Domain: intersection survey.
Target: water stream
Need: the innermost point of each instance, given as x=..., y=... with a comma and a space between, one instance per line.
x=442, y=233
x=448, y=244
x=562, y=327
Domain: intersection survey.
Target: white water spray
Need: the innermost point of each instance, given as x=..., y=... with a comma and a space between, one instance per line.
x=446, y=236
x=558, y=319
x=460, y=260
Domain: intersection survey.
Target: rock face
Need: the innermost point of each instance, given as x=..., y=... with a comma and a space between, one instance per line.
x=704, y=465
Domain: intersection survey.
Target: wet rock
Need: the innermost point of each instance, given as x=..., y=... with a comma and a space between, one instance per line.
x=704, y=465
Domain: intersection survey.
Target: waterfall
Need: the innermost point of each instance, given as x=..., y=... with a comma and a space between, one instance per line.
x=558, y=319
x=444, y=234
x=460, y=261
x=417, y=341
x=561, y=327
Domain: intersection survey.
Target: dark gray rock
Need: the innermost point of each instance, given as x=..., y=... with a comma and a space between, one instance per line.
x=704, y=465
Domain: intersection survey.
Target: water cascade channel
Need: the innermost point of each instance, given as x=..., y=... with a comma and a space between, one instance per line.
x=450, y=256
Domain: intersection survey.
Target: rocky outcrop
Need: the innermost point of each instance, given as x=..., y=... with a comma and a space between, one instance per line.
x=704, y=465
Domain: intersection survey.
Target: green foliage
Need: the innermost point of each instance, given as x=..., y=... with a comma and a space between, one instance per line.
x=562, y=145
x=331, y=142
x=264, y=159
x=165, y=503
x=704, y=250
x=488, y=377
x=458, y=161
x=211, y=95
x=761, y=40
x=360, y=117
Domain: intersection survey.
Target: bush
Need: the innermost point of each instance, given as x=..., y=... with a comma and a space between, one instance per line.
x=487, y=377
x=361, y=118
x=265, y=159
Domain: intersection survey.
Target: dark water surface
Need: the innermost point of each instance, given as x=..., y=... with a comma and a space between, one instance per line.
━━━━
What is needed is an exact repetition of the lines from the first line of the records through the line containing "Target: white water spray", both ends included, and nothing more.

Completed task:
Domain: intersection survey.
Target: water stream
Need: the innermost point of each instance, given as x=..., y=... with a comma and a space between, one instance per line.
x=442, y=233
x=448, y=244
x=562, y=327
Domain: intersection survey.
Target: white water spray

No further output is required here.